(Ziel der Übung) Kopiere aus dem Lesetext wortgetreu die Stelle, die mit „Das Gebäude mit“ beginnt und bis einschließlich „hier zum Standard.“ reicht.

Praxisbeispiel: Mieterstrom, EE 40 Plus & Barrierefreiheit

Ob Strom vom eigenen Dach, Energieverbrauch per App überblicken, barrierefreier Wohnraum oder Energieeffizienzstandard 40 Plus: Das Mehrfamilienhaus von Markus Preckwinkel aus Bogen bietet ein spannendes Praxisbeispiel für einen Neubau, den es so bisher in der Region noch nicht gegeben hat.

Das Gebäude mit Effizienzhaus-Stufe 40 Plus versorgt seine sieben Wohneinheiten mit Mieterstrom von der eigenen PV-Anlage auf dem Dach. Zusammen mit einem hauseigenen Blockheizkraftwerk sorgt diese für Stromautarkie. Doch im Zentrum der Planung stand zunächst ein sozialer Aspekt. “Grundmotivation für den Neubau war die Schaffung von barrierefreiem Wohnraum für Rollstuhlfahrende und sozialem Wohnungsbau”, erklärt Markus Preckwinkel, der unter anderem auch ehrenamtlich VdK-Barriereberater ist. Zur Barrierefreiheit gehört für ihn mehr als ein Aufzug und stufenlose Türschwellen. Auch die ausreichende Geräumigkeit für Wendemanöver, Sicherheitsmarkierungen an Glastüren oder die Möglichkeit einer Sprachausgabe an Klingelanlagen gehören hier zum Standard.

(Rohdaten)
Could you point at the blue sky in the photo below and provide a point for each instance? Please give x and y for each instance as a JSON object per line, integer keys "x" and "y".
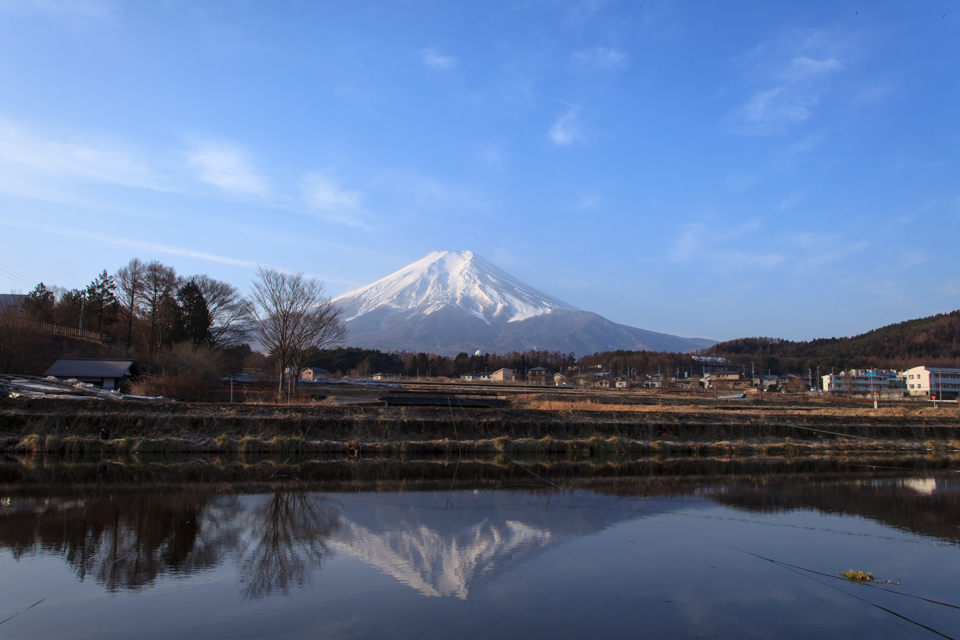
{"x": 705, "y": 169}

(Endergebnis)
Das Gebäude mit Effizienzhaus-Stufe 40 Plus versorgt seine sieben Wohneinheiten mit Mieterstrom von der eigenen PV-Anlage auf dem Dach. Zusammen mit einem hauseigenen Blockheizkraftwerk sorgt diese für Stromautarkie. Doch im Zentrum der Planung stand zunächst ein sozialer Aspekt. “Grundmotivation für den Neubau war die Schaffung von barrierefreiem Wohnraum für Rollstuhlfahrende und sozialem Wohnungsbau”, erklärt Markus Preckwinkel, der unter anderem auch ehrenamtlich VdK-Barriereberater ist. Zur Barrierefreiheit gehört für ihn mehr als ein Aufzug und stufenlose Türschwellen. Auch die ausreichende Geräumigkeit für Wendemanöver, Sicherheitsmarkierungen an Glastüren oder die Möglichkeit einer Sprachausgabe an Klingelanlagen gehören hier zum Standard.